- **Problem to solve**:
Copy out the lines from the one holding "I'm trying to determine whether the white fur" through the one holding "left=236, top=267, right=840, bottom=693", inclusive, keeping all their wording but multiplying each pixel coordinate in the answers by 1.5 and rounding to whole numbers, halves up. Give only those lines.

- **The records**:
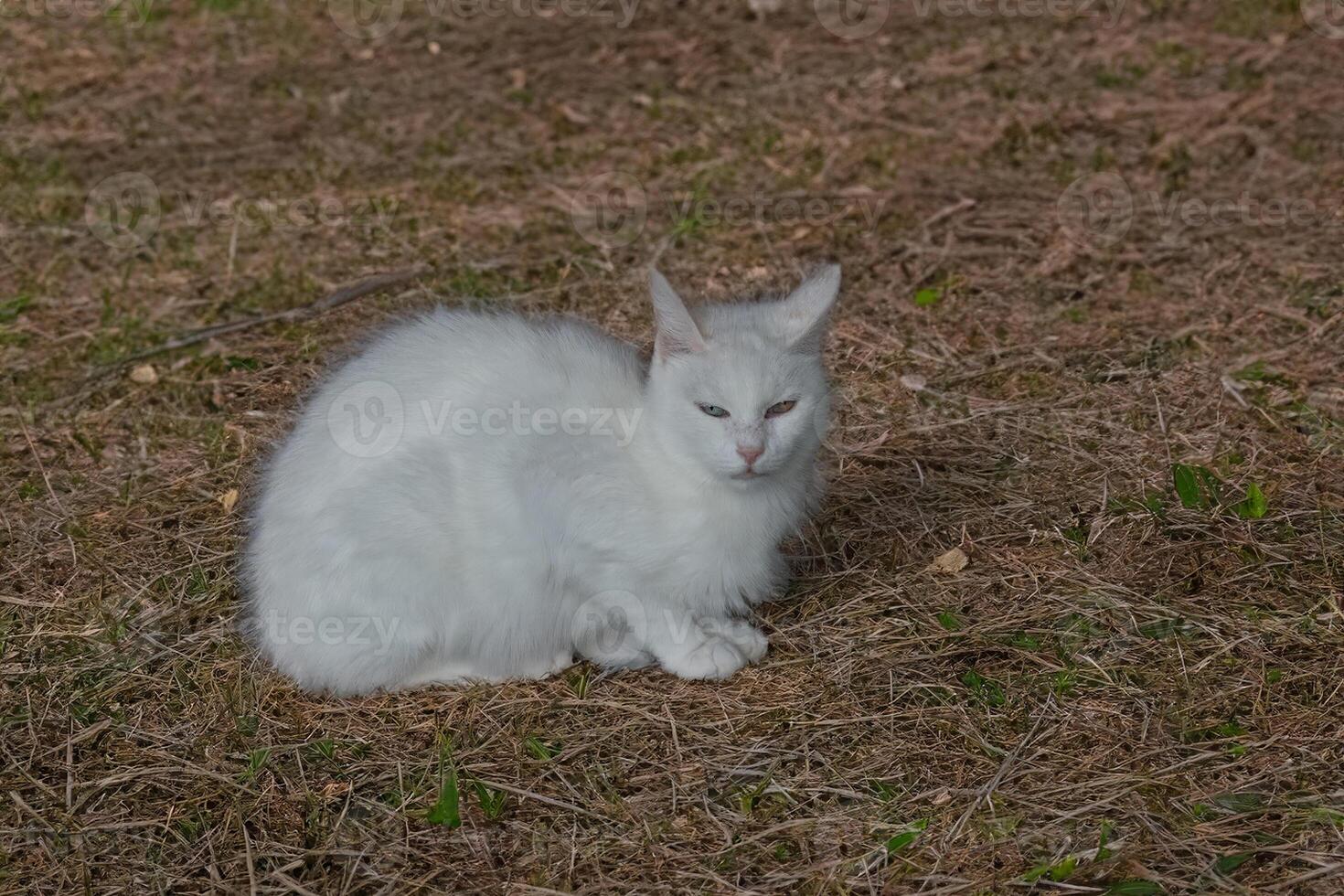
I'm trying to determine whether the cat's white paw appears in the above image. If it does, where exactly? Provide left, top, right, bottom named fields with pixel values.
left=704, top=619, right=770, bottom=662
left=663, top=635, right=747, bottom=679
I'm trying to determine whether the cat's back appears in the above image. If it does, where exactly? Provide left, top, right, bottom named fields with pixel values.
left=338, top=307, right=644, bottom=404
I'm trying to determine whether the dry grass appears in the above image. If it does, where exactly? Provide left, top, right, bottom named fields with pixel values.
left=0, top=0, right=1344, bottom=893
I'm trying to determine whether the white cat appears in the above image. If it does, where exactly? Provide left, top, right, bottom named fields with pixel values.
left=243, top=266, right=840, bottom=695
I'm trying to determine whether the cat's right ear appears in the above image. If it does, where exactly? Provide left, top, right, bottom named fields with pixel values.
left=649, top=270, right=704, bottom=358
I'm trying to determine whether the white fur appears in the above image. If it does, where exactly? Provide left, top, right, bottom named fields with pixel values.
left=236, top=267, right=840, bottom=693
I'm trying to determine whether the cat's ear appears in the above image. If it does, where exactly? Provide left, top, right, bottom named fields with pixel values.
left=780, top=264, right=840, bottom=350
left=649, top=270, right=704, bottom=358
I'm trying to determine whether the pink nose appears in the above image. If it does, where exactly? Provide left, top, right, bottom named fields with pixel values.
left=738, top=444, right=764, bottom=466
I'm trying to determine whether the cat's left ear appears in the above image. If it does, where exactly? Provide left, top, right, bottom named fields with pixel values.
left=780, top=264, right=840, bottom=350
left=649, top=270, right=704, bottom=360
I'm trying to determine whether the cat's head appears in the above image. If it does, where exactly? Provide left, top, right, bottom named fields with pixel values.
left=645, top=264, right=840, bottom=487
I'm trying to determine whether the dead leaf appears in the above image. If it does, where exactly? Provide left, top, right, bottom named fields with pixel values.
left=557, top=102, right=592, bottom=125
left=901, top=373, right=929, bottom=392
left=131, top=364, right=158, bottom=386
left=929, top=548, right=970, bottom=572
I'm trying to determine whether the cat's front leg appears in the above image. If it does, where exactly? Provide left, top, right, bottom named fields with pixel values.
left=648, top=613, right=770, bottom=678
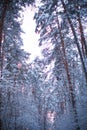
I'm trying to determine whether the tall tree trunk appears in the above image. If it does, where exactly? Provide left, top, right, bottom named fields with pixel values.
left=76, top=2, right=87, bottom=56
left=0, top=0, right=8, bottom=130
left=57, top=13, right=80, bottom=130
left=61, top=0, right=87, bottom=83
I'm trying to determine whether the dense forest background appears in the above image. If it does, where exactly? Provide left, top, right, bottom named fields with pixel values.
left=0, top=0, right=87, bottom=130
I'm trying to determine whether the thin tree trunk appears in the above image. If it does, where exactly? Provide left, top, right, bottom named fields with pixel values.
left=57, top=13, right=80, bottom=130
left=76, top=3, right=87, bottom=56
left=61, top=0, right=87, bottom=83
left=0, top=0, right=8, bottom=130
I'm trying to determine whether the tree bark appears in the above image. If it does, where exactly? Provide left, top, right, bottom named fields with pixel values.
left=61, top=0, right=87, bottom=83
left=57, top=13, right=80, bottom=130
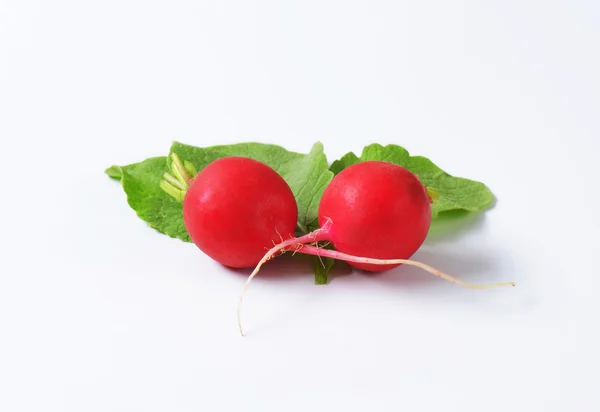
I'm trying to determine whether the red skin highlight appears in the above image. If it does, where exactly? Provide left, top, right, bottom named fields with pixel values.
left=183, top=157, right=298, bottom=268
left=319, top=161, right=431, bottom=271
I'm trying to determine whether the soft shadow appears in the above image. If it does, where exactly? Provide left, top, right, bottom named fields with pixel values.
left=425, top=210, right=485, bottom=244
left=222, top=253, right=352, bottom=283
left=358, top=246, right=517, bottom=289
left=223, top=254, right=313, bottom=279
left=328, top=260, right=354, bottom=283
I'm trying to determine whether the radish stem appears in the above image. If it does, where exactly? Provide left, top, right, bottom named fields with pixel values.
left=297, top=245, right=515, bottom=289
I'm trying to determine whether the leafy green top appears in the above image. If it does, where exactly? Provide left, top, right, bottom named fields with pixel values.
left=105, top=142, right=493, bottom=284
left=330, top=144, right=494, bottom=217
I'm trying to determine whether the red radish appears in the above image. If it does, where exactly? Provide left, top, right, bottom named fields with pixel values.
left=238, top=161, right=514, bottom=335
left=180, top=157, right=298, bottom=268
left=319, top=161, right=431, bottom=271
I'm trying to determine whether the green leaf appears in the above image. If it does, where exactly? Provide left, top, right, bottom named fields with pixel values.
left=121, top=156, right=191, bottom=242
left=104, top=165, right=123, bottom=180
left=171, top=142, right=333, bottom=233
left=329, top=144, right=494, bottom=217
left=105, top=142, right=333, bottom=283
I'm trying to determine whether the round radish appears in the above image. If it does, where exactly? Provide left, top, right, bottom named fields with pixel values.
left=319, top=161, right=431, bottom=271
left=183, top=157, right=298, bottom=268
left=238, top=161, right=514, bottom=335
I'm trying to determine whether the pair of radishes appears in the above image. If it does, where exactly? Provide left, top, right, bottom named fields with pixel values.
left=174, top=155, right=514, bottom=333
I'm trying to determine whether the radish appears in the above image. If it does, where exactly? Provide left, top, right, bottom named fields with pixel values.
left=238, top=161, right=514, bottom=335
left=176, top=155, right=298, bottom=268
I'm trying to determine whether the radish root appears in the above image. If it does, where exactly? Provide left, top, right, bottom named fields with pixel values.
left=237, top=219, right=515, bottom=336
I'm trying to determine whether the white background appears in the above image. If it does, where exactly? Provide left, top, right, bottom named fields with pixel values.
left=0, top=0, right=600, bottom=412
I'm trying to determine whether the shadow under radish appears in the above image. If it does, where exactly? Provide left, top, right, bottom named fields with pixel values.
left=357, top=249, right=517, bottom=293
left=425, top=210, right=485, bottom=244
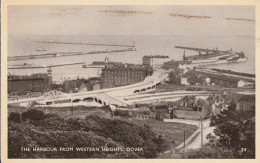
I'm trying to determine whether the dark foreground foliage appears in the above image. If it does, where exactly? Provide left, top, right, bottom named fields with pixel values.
left=8, top=110, right=167, bottom=158
left=185, top=104, right=255, bottom=159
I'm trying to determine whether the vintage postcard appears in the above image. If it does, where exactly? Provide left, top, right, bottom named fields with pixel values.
left=1, top=1, right=259, bottom=162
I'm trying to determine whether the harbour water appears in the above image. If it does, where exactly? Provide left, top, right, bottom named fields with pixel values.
left=8, top=35, right=255, bottom=81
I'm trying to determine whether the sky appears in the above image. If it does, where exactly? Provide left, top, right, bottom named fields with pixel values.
left=8, top=6, right=255, bottom=36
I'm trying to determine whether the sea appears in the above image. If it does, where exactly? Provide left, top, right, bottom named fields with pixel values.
left=8, top=34, right=255, bottom=83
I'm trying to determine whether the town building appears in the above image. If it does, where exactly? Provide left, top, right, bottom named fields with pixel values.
left=163, top=60, right=192, bottom=70
left=143, top=55, right=170, bottom=69
left=63, top=77, right=100, bottom=93
left=101, top=63, right=153, bottom=89
left=8, top=73, right=52, bottom=96
left=236, top=95, right=255, bottom=111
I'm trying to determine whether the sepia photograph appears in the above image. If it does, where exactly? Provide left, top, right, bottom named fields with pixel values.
left=6, top=5, right=256, bottom=159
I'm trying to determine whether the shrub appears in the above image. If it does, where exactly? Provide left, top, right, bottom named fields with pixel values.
left=8, top=112, right=21, bottom=123
left=22, top=109, right=44, bottom=121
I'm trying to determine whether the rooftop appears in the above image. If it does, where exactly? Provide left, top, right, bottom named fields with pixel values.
left=143, top=55, right=169, bottom=58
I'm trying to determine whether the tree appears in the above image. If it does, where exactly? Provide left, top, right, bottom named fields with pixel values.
left=8, top=112, right=21, bottom=123
left=211, top=105, right=255, bottom=158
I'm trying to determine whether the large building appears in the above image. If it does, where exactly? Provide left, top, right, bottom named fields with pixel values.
left=143, top=55, right=170, bottom=69
left=8, top=73, right=52, bottom=95
left=101, top=63, right=153, bottom=89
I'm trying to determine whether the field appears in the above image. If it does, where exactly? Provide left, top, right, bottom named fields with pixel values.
left=8, top=106, right=111, bottom=119
left=124, top=119, right=197, bottom=149
left=8, top=106, right=196, bottom=153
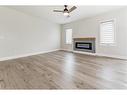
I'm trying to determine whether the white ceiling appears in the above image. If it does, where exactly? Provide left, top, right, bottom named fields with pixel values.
left=9, top=6, right=123, bottom=24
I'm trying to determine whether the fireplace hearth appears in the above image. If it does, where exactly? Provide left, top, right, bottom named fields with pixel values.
left=73, top=37, right=95, bottom=53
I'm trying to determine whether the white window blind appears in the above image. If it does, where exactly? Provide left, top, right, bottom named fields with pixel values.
left=65, top=29, right=72, bottom=44
left=100, top=20, right=115, bottom=44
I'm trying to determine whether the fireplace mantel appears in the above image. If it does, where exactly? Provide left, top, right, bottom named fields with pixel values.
left=73, top=37, right=96, bottom=40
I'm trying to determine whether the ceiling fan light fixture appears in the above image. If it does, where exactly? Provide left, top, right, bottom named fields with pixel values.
left=63, top=12, right=69, bottom=16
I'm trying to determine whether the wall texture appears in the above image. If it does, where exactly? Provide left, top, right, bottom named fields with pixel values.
left=61, top=8, right=127, bottom=58
left=0, top=7, right=60, bottom=58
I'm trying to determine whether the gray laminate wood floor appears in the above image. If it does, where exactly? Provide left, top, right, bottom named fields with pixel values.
left=0, top=51, right=127, bottom=89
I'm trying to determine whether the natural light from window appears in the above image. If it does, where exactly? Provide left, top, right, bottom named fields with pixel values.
left=65, top=29, right=72, bottom=44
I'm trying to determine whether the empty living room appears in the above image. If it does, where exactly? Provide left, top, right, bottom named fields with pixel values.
left=0, top=0, right=127, bottom=95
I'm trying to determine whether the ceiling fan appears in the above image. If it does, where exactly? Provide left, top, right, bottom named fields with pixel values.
left=53, top=5, right=77, bottom=17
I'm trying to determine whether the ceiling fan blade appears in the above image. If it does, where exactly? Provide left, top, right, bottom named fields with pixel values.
left=53, top=10, right=63, bottom=12
left=68, top=6, right=77, bottom=13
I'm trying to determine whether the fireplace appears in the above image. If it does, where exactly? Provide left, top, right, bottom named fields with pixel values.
left=75, top=42, right=92, bottom=50
left=73, top=37, right=95, bottom=53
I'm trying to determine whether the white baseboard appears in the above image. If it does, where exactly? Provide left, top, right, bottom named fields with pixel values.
left=0, top=49, right=60, bottom=61
left=61, top=49, right=127, bottom=60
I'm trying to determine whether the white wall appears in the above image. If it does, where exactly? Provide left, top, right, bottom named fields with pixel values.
left=0, top=7, right=60, bottom=58
left=61, top=8, right=127, bottom=58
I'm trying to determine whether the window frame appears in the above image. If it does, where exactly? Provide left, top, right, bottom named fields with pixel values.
left=65, top=28, right=73, bottom=45
left=99, top=18, right=116, bottom=46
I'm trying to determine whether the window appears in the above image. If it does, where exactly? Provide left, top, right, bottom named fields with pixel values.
left=100, top=20, right=115, bottom=44
left=66, top=29, right=72, bottom=44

- **Reply to the exercise**:
I'm trying to determine whether the white fur appears in the above image. If it does, where exactly? Provide left, top, right, bottom named fields with pixel values.
left=354, top=401, right=1260, bottom=1040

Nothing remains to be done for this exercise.